State Senator John Moorlach warns of the dire financial issues facing numerous OC cities as a result of recession-related losses in their public pension plans, in this week’s Leader Board (see page 53).
For many cities facing lowered returns, higher required payments, and a steep drop in tax revenue the past few months, “the most likely outcome is filing for Chapter 9 bankruptcy restructuring,” says Moorlach, who has been there before, presciently warning of the county’s own fiscal house of cards prior to its infamous 1994 bankruptcy.
It’s the second such pension fund wake-up call we’ve run this month; on May 4 Chapman’s Jim Doti and Fadel Lawandy sounded similar alarms for cities including Anaheim, Garden Grove, Orange and Santa Ana.
The duo estimated a negative 15% annual return on investments for public pension plan managers like CalPERS for the 2020-21 fiscal year.
The warnings are getting national attention now, Doti notes: the Wall Street Journal last week highlighted a record decline for public pension funds, a 13.2% drop in the three months ended March 31. It’s the biggest one-quarter drop in over 40 years of tracking the data.
Absent a quick economic recovery, “pension losses are poised to drive up already-burdensome retirement costs for governments,” the story notes.
Doti doesn’t just read the WSJ and OCBJ, he writes at both papers too.
A May 4 WSJ article from the president emeritus and his Chapman colleague Laurence Iannaccone examines why there’s still shortages of germ-killing rubbing alcohol on store shelves during the coronavirus pandemic—despite the fact that the “U.S. is, by far, the world’s largest producer of alcohol.”
Long story short: government missteps. Rules by the FDA and Bureau of Alcohol, Tobacco, Firearms and Explosives have largely kept ethanol-based rubbing alcohol out of stores (hand sanitizers largely use isopropyl alcohol instead, which is harder to come by), despite huge stockpiles of ethanol, they say.
Office designs of the near future—factoring in new social distancing measures, increased work-from-home options, and other COVID-19-related safety issues—are tackled in several features in this week’s edition.

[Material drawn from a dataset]

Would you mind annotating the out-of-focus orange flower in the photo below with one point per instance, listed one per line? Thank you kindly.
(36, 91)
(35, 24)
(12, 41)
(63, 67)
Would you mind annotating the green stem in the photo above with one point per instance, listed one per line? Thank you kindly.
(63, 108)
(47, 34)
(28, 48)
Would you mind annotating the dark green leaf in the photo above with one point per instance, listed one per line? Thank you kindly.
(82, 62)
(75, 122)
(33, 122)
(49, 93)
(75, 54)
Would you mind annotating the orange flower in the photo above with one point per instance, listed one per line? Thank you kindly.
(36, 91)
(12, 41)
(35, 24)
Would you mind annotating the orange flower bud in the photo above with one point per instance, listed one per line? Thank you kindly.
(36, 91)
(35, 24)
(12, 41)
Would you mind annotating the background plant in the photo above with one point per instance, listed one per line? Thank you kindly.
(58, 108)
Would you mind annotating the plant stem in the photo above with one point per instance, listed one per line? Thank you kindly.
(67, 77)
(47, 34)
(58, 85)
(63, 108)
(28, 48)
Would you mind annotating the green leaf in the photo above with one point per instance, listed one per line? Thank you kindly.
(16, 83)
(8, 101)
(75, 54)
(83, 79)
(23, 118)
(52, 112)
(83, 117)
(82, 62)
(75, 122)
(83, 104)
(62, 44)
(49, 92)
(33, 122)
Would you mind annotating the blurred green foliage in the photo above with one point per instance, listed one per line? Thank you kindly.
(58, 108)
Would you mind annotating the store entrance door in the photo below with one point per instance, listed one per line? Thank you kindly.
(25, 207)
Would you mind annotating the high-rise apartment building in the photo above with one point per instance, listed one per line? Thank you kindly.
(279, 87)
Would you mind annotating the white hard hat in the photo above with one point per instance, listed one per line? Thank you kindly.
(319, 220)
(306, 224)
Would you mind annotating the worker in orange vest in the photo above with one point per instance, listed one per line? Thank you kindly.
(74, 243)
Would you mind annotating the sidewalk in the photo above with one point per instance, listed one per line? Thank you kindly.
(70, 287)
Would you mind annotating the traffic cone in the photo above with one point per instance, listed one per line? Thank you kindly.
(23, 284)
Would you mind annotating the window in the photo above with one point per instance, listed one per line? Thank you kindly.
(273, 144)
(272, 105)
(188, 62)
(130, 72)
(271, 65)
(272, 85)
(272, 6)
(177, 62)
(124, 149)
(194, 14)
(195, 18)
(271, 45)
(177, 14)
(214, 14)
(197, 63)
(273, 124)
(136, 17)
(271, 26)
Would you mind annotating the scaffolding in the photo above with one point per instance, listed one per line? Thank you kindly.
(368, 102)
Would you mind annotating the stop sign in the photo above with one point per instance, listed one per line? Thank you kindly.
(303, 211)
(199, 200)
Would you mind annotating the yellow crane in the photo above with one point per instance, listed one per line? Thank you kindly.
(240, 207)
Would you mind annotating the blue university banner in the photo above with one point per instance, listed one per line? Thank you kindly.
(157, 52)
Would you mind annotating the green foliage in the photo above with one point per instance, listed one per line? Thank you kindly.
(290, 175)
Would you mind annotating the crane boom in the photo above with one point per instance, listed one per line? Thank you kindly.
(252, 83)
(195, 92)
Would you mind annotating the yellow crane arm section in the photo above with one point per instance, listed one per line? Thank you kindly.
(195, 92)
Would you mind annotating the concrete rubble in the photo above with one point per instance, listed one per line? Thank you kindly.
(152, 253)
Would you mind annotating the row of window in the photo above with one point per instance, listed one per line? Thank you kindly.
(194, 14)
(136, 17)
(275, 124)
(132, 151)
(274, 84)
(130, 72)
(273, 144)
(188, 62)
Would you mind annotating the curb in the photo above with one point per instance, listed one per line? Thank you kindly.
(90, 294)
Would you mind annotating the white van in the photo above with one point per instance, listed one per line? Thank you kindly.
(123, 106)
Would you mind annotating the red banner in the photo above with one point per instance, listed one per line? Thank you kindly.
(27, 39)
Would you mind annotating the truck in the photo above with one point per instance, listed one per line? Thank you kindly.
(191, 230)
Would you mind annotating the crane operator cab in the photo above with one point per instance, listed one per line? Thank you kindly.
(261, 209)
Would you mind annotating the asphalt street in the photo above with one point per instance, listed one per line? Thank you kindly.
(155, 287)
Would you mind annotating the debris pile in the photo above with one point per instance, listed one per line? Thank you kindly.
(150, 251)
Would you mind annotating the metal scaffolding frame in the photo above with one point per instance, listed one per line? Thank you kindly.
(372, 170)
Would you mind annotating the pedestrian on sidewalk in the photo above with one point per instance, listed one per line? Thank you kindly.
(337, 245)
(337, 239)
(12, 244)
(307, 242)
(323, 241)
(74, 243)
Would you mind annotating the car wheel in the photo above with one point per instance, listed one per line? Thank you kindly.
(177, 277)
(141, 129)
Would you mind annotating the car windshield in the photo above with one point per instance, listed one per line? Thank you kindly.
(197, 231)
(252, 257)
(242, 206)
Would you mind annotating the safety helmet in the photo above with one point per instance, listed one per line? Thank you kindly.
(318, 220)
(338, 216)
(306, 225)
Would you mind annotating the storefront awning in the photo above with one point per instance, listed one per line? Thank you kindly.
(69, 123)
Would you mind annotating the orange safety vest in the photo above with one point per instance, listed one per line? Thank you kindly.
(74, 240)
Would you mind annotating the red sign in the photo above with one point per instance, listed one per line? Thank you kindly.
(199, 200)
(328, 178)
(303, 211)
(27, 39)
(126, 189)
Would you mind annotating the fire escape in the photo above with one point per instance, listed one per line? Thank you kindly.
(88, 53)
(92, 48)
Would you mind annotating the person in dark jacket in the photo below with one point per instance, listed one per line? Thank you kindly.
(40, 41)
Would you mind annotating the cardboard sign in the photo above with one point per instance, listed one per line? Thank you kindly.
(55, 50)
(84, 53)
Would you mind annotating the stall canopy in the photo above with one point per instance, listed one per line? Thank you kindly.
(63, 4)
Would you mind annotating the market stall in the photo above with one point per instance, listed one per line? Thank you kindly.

**TASK GOAL:**
Retype the business news column on pension fund warnings in full, word for word. This material was taken from a separate source, unrelated to the business news column.

**RESPONSE AREA:**
State Senator John Moorlach warns of the dire financial issues facing numerous OC cities as a result of recession-related losses in their public pension plans, in this week’s Leader Board (see page 53).
For many cities facing lowered returns, higher required payments, and a steep drop in tax revenue the past few months, “the most likely outcome is filing for Chapter 9 bankruptcy restructuring,” says Moorlach, who has been there before, presciently warning of the county’s own fiscal house of cards prior to its infamous 1994 bankruptcy.
It’s the second such pension fund wake-up call we’ve run this month; on May 4 Chapman’s Jim Doti and Fadel Lawandy sounded similar alarms for cities including Anaheim, Garden Grove, Orange and Santa Ana.
The duo estimated a negative 15% annual return on investments for public pension plan managers like CalPERS for the 2020-21 fiscal year.
The warnings are getting national attention now, Doti notes: the Wall Street Journal last week highlighted a record decline for public pension funds, a 13.2% drop in the three months ended March 31. It’s the biggest one-quarter drop in over 40 years of tracking the data.
Absent a quick economic recovery, “pension losses are poised to drive up already-burdensome retirement costs for governments,” the story notes.
Doti doesn’t just read the WSJ and OCBJ, he writes at both papers too.
A May 4 WSJ article from the president emeritus and his Chapman colleague Laurence Iannaccone examines why there’s still shortages of germ-killing rubbing alcohol on store shelves during the coronavirus pandemic—despite the fact that the “U.S. is, by far, the world’s largest producer of alcohol.”
Long story short: government missteps. Rules by the FDA and Bureau of Alcohol, Tobacco, Firearms and Explosives have largely kept ethanol-based rubbing alcohol out of stores (hand sanitizers largely use isopropyl alcohol instead, which is harder to come by), despite huge stockpiles of ethanol, they say.
Office designs of the near future—factoring in new social distancing measures, increased work-from-home options, and other COVID-19-related safety issues—are tackled in several features in this week’s edition.